Excerpt from a dataset
........

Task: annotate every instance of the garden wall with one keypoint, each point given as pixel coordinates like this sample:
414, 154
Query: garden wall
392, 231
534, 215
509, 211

........

> **Task statement**
Rewrite the material above, replacing each occurrence of "garden wall" with "stone wall" and leaving everything else unchanged.

> **Final result**
Task: annotate every instance of the stone wall with one keypoint, each point given as pixel coordinates like this sample:
414, 154
Query: stone wall
392, 231
534, 215
509, 211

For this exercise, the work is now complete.